> [WORK TO COMPLETE]
Render this sentence from the passage on business character below into Spanish: "Anna’s site is a perfect example of how, when you hit a decision point, the character of your business writes the rules of the game."

> [SELECTED PASSAGE]
-- start --
The problem is that when you’re in the middle of working on your business or your ideas, it can be hard to see how close you are to getting traction. And that’s not because you’re bad at this – it’s just that in the moment there’s so much fighting for your next 5 minutes of attention, it’s tough to step back and see the big picture of what’s holding you back, what you can drop and what the best next move is.
It’s a challenge that I like to think of it this way:
Click to tweet it! “Discovering the next move for your business is like being a detective in a mystery novel. The clues are everywhere, but can you see them?”
(You get to be any detective you like, but I called the Box Car Children. Yes, all of them!)
Last year I was working with my client Anna, the amazing woman behind the blog And Then We Saved. We were focusing on ways to put her community more front and center in her brand. If you haven’t discovered her blog yet, the brand is all about saving money with no apologies and lots of attitude. She started a blog about cutting down on expenses and created a way to help her readers get started by challenging them to take a spending fast. Readers love taking the free challenge and her work has attracted media attention from Psychology Today, The Washington Post, Good Housekeeping, CNN and Glamour magazine.
Anna’s site is a perfect example of how, when you hit a decision point, the character of your business writes the rules of the game.
The character of your business is one of the most important tools you have, and it holds the answers to questions like “What’s next?”, “How can I make this feel natural?” and “How should I promote this?”. The best part is that it’s always there for you to draw on, no matter how large or small your business is. To take it back to pop culture, if we were in Harry Potter, the character of your business is your marauder’s map.
As Anna and I worked on plans for growth and the community, I kept coming back to the most essential parts of the brand’s unique character:
- If it was a person, what would it throw down and fight for?
- What causes does it champion?
- Who does it want to protect?
- Where will it never go?
(This is where a digital strategy grows from and what positioning your business is all about.)
Anna’s site has a scrappy, DIY attitude and is relentlessly community centered – right down to the name And Then We Saved. Knowing that led her to simple questions, “I wonder how much the readers have saved so far? I wonder how much they save each month?”
As we talked about ways to put the community’s savings front and center through her website, options emerged. We could build a fancy technical solution that would tally up the savings. We could build a membership site where users could log in and update their savings. There were dozens of possibilities.
We brainstormed all kinds of technical solutions, but in practice they would have been expensive (which is out of sync with the brand) and added complicated steps for the readers. Those two strikes were about as close to a guarantee that an idea wouldn’t work as I could see.
To try to break through, I asked myself why we wanted a high tech solution. Could there we a way to stop looking at a low tech solution as a weakness, and turn it into a strength?
So I asked, what if she gathered the amount readers saved through comments on a page of her website, and then announced it as a community accomplishment though the year? It wouldn’t be as accurate, but it would give a baseline for her community’s hard work and was about as DIY friendly as you can get.
-- end --
> [RAW DATA]
-- start --
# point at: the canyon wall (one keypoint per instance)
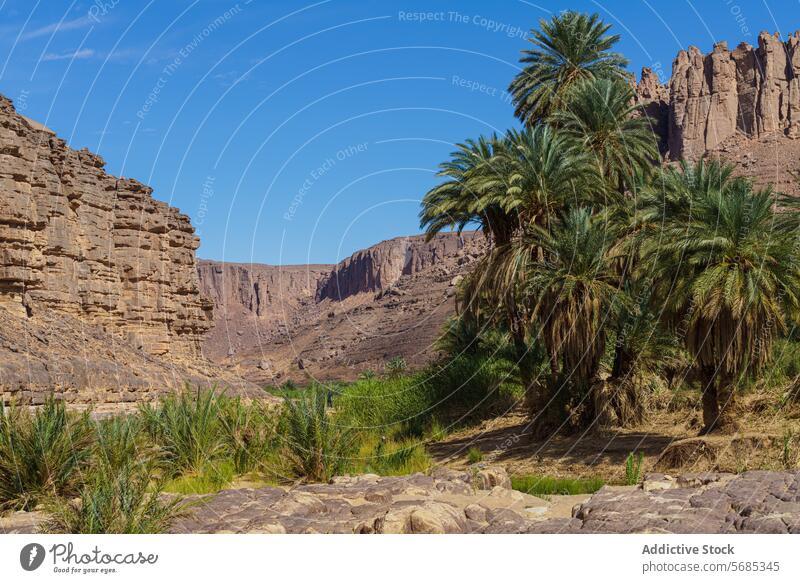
-- end --
> [OUTPUT OF THE EXERCISE]
El sitio de Anna es un ejemplo perfecto de cómo, cuando uno llega a un punto de decisión, el carácter de su negocio establece las reglas del juego.